Что требуется: Можете продолжить текст ниже о культе искренности в мире после холодной войны и его гуру, Опре и леди Ди, начиная сразу после его последнего предложения?

Приведённый текст:
# # # # # # #
В нашем мире эпохи конца холодной войны, который стремится к глобализации и бесконфликтности, свежеустановленные правила политкорректности и респекта к культурным различиям смыли начисто «трения», сопротивление, неоднозначность, цинизм, иронию и всякую возможность протеста в этом направлении. Уже нет места для вопроса: а так ли все обстоит на самом деле?
Соответственно, мир выбирает и своих гуру. Ныне здравствующая Опра – это мегаметафора современной фетишизации непосредственности и искренности. Покойная леди Ди – грустная мегаметафора мира, уставшего от бега трусцой за лучшим будущим и решившего вместо этого найти временное успокоение в том, что всегда с нами: в личной жизни. Душа вместо рассудка, искренность вместо обмана, простота вместо глубокомыслия, слабость вместо силы, сострадание вместо эгоизма. Ди усыпала весь мир звездной пылью своей журнальной и телеауры.
# # # # # # #
Представленные данные:
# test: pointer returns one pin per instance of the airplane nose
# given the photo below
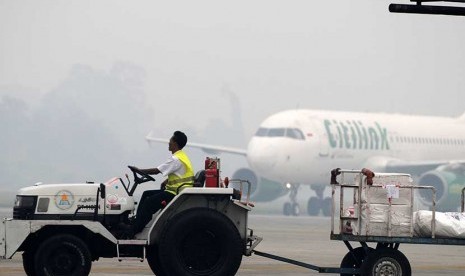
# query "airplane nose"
(261, 156)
# # # # # # #
Ответ ниже:
Даже министр обороны Хорватии, счастливо избежавший Гаагского трибунала, был похоронен под песню «Свеча на ветру». В Хорватии, как в любой другой восточноевропейской стране, искренность и подлинность понимаются как возврат к национальным корням (аутентичность – как новый фашизм). Сказавшие «да» предпочли жить в аутентичной «самости», со «своей собственной» аутентичностью, предварительно очистив страну от неаутентичных элементов: не-хорватов, социальных меньшинств, неугодных умников и предателей. Неаутентичный коммунизм уступил место аутентичному национализму, настолько «аутентичному», что во многих местах Восточной Европы можно обнаружить граффити с воплями: «Коммунисты, возвращайтесь, вам все простили!»
«Реальный напиток» кока-кола просуществовал уже добрую сотню лет. Он появился на свет в том же году, что и статуя Свободы. Стоит только задуматься, и мне начинает казаться, что эра «респекта» и «аутентичности» может продлиться немало лет. Возможно, демонстрация искренности достигнет такого уровня, что мы станем демонстрировать друг другу куски собственных пульсирующих сердец. Теперь уже авангардный прорыв культурного сопротивления не представляется возможным. Мы уже как будто не способны на «пощечину общественному вкусу». Да и, признаться, больше не найти четкой и ясной физиономии, куда бы ее залепить.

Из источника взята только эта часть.